**Gegebener Text**
※ ※ ※

Man wolle niemanden vertreiben, behauptete die Stadt. Überhaupt sollten die Hilfseinrichtungen in der Umgebung des Bahnhofs neu sortiert und besser und größer aufgestellt werden. Das dauert halt nur. Funsport geht schneller. In der Zwischenzeit springt die private Niedergerke-Stiftung ein, um die Öffnungszeiten des Mecki zu verlängern – in der Hoffnung, dass über den Tag verteilt dann doch noch ein paar mehr Hilfsbedürftige erreicht werden.

Szene 2: Das Landgericht, ebenfalls gleich hinter dem Hauptbahnhof. Hier stehen zur Zeit mehrere Roma-Mädchen vor Gericht, weil sie gemeinsam als Diebesbande durch Drogerien und Elektromärkte gezogen sein sollen. Es ist, wie Jutta Rinas in der Hannoverschen Allgemeinen Zeitung zuerst berichtete, nicht das erste Mal, dass sie öffentliche Aufmerksamkeit erfahren.

Vor sechs Jahren – da waren sie alle noch Kinder, hausten sie mit ihrer Familie in einer Schrottimmobilie, unter Bedingungen, unter denen man in Deutschland nicht einmal Tiere halten darf. Nach langen Diskussionen schritt die Stadt ein und verteilte die Familien auf verschiedene Obdachlosenunterkünfte. Dort wohnen sie zum Teil immer noch, zum Teil schon mit der nächsten Generation an chancenlosen Babys. Noch ein Desaster mit Ansage.

Szene 3: Innenministerium. In der diesjährigen Präsentation des Lagebildes „Clankriminalität“ tauchen die Mädchen wieder auf. Der Begriff ist nämlich bemerkenswert dehnbar.

Clankriminalität macht 0,76 Prozent der Straftaten aus

Während die meisten Menschen bei Clankriminellen wahrscheinlich an Organisierte Kriminalität oder tumultartige Massenschlägereien denken, an das nervtötende Rumgepimmel von jungen Männern in fetten Karren oder spektakulär dämliche Coups wie beim Grünen Gewölbe und dem Bode-Museum, erfasst Niedersachsen darunter alles, was irgendwie mit Großfamilien zu tun hat, die aus dem Ausland stammen.

※ ※ ※

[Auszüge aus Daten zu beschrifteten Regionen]

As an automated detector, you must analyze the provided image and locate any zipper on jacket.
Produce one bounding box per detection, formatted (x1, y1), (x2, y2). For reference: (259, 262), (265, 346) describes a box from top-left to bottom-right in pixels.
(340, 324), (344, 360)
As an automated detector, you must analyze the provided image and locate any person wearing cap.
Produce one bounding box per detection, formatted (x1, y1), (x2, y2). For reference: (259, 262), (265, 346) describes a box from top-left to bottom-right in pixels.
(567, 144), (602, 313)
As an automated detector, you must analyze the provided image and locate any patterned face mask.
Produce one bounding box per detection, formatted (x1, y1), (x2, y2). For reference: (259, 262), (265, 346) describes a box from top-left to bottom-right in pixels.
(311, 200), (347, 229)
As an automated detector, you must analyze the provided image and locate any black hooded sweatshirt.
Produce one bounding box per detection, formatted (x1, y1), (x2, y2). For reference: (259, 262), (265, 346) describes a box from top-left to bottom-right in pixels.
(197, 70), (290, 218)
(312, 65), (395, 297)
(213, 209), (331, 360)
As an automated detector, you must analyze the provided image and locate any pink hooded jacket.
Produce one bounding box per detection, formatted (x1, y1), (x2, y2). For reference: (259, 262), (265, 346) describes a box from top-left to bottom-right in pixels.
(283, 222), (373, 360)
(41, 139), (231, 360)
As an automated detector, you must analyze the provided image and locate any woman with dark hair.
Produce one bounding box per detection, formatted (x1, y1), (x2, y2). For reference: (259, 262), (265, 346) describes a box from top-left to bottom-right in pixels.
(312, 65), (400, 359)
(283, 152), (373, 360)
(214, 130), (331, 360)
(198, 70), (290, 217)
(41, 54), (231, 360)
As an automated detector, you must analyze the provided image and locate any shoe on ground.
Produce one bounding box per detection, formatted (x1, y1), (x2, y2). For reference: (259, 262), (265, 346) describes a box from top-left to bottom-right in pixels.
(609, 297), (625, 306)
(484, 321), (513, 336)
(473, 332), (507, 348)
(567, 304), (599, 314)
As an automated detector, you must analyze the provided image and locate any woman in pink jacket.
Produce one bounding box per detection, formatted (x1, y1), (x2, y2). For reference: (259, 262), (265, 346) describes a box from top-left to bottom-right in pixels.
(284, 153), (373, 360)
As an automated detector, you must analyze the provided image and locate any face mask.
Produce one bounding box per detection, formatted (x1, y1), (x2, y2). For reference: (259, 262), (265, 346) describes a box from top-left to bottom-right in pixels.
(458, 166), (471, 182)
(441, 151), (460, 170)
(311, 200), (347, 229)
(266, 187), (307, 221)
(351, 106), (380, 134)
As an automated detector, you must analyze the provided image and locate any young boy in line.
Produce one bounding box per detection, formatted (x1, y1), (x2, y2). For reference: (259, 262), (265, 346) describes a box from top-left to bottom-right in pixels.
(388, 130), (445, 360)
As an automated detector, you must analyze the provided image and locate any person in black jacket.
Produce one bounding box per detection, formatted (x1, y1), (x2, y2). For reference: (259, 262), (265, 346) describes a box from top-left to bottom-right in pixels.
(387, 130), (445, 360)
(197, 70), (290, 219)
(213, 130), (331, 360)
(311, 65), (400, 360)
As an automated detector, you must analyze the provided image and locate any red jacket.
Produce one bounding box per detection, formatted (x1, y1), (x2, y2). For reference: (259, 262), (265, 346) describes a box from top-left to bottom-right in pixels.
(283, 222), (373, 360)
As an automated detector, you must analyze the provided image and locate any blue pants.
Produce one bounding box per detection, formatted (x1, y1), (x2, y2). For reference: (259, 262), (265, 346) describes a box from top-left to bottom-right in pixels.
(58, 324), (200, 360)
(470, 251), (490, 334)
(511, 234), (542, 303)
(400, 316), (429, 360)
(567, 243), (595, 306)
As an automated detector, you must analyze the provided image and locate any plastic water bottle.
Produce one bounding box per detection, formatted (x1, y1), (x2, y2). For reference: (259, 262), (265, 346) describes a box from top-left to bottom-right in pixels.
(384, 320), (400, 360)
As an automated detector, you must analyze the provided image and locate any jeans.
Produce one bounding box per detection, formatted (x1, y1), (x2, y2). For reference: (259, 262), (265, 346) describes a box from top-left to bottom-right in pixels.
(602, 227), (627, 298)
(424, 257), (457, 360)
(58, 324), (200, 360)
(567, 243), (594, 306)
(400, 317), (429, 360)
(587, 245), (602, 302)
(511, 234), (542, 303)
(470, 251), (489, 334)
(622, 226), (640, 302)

※ ※ ※

**Aufgabe 1**
Beantworte bitte diese Fragen zum gegebenen Text:
(a) Welche Stiftung springt ein, um die Öffnungszeiten des Mecki zu verlängern?
(b) In welcher Zeitung berichtete Jutta Rinas zuerst über die Mädchen?
(c) Welchen Anteil an den Straftaten macht Clankriminalität laut der Zwischenüberschrift aus?
**Aufgabe 2**
Gib aus dem gegebenen Text den Abschnitt wieder, der mit den Worten „Szene 2: Das“ anfängt und mit „öffentliche Aufmerksamkeit erfahren.“ schließt, und setze darin „Amtsgericht“ an die Stelle von „Landgericht“.

**Richtige Ausgabe 1**
(a) Die private Niedergerke-Stiftung.
(b) In der Hannoverschen Allgemeinen Zeitung.
(c) 0,76 Prozent.

**Richtige Ausgabe 2**
Szene 2: Das Amtsgericht, ebenfalls gleich hinter dem Hauptbahnhof. Hier stehen zur Zeit mehrere Roma-Mädchen vor Gericht, weil sie gemeinsam als Diebesbande durch Drogerien und Elektromärkte gezogen sein sollen. Es ist, wie Jutta Rinas in der Hannoverschen Allgemeinen Zeitung zuerst berichtete, nicht das erste Mal, dass sie öffentliche Aufmerksamkeit erfahren.